• [PASSAGE SHOWN]
--- START ---
- Born: February 15, 1922
- Died: March 25, 2010 (aged 88) Charlottesville, Virginia
- Spouse: Heinz G. F. Wilsdorf
- Children: Gabriele and Michael

= Doris Kuhlmann-Wilsdorf =

German-American metallurgist and materials scientist

Doris Kuhlmann-Wilsdorf (February 15, 1922 – March 25, 2010) was a German metallurgist.

==Early life and education==
Doris Kuhlmann was born in Bremen, Germany on February 15, 1922, to Adolph Friedrich and Elsa Kuhlmann. She attended the University of Göttingen from 1942 where she received her doctorate in materials science in 1947. Kuhlmann-Wilsdorf continued her research under Sir Nevill Francis Mott at the University of Bristol. She married Heinz Wilsdorf in 1950, with whom she travelled to University of the Witwatersrand to work as a lecturer in the same year. She used the surname Kuhlmann-Wilsdorf from then on.

== Career ==
In 1956 the couple moved to the United States. In 1957, the University of Pennsylvania School of Engineering and Applied Science appointed Doris Kuhlmann-Wilsdorf, B.S., M.S., Ph.D., a mechanical metallurgist, to the faculty position of research associate professor of metallurgical engineering (the present-day department of Materials Science and Engineering), effective July 1, 1957. She was the first woman to join the standing faculty of the School of Engineering and Applied Science at the university.

In 1960, the school reappointed her and changed her title to associate professor of metallurgy. She was therefore the first woman to earn tenure in the School of Engineering and Applied Science. Just one year later, in July 1961, the school promoted her to professor of metallurgical engineering, making Kuhlmann-Wilsdorf the first woman to hold a senior professorship at the School of Engineering and Applied Science. In 1963, however, Professor Kuhlmann-Wilsdorf left Penn to accept an appointment as professor of engineering physics at the University of Virginia as a professor in the Physics and Materials Science departments. She was named university professor of applied science in 1966; she was the first woman named as a full professor at the University of Virginia outside the schools of Medicine and Nursing.
--- END ---
• [ASSIGNMENT] According to the Kuhlmann-Wilsdorf biography, at which university did she receive her doctorate in materials science in 1947? The material that follows is not needed for anything asked about the Kuhlmann-Wilsdorf biography.

• [SUPPLIED ENTRIES]
--- START ---
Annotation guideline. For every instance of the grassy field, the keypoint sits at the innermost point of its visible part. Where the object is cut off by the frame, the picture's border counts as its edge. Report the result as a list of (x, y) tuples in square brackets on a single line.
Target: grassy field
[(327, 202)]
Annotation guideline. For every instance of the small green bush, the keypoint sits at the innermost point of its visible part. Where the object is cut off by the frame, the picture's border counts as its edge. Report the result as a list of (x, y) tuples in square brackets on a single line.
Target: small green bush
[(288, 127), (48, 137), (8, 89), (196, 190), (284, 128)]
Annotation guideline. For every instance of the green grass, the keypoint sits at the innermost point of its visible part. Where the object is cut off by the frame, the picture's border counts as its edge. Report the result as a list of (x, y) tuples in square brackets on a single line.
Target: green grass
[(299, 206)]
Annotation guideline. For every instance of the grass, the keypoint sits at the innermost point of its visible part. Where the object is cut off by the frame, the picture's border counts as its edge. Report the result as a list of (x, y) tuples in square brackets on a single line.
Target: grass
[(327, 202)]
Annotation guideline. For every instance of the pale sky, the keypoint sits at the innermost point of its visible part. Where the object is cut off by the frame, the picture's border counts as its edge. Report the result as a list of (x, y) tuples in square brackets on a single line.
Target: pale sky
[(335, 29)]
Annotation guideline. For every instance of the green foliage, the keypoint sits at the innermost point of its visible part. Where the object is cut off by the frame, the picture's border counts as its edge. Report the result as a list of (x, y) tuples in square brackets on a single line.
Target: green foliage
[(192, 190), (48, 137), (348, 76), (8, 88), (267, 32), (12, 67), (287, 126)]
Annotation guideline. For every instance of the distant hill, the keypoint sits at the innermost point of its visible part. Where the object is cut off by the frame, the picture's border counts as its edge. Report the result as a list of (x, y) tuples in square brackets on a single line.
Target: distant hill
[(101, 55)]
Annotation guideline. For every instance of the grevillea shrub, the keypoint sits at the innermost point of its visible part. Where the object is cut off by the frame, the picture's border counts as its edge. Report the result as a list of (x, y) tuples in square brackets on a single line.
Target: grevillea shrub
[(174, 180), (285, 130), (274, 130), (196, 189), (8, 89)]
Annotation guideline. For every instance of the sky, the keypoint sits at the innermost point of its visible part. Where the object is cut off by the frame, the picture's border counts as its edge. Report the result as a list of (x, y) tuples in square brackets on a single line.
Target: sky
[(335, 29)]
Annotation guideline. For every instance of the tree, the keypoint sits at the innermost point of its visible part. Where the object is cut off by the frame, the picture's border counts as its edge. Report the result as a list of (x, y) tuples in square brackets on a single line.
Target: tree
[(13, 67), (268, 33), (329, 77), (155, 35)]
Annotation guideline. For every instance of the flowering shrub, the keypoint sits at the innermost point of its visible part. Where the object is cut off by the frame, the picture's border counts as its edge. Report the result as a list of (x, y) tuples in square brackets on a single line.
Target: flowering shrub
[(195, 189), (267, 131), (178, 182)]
--- END ---
• [RESULT] The University of Göttingen.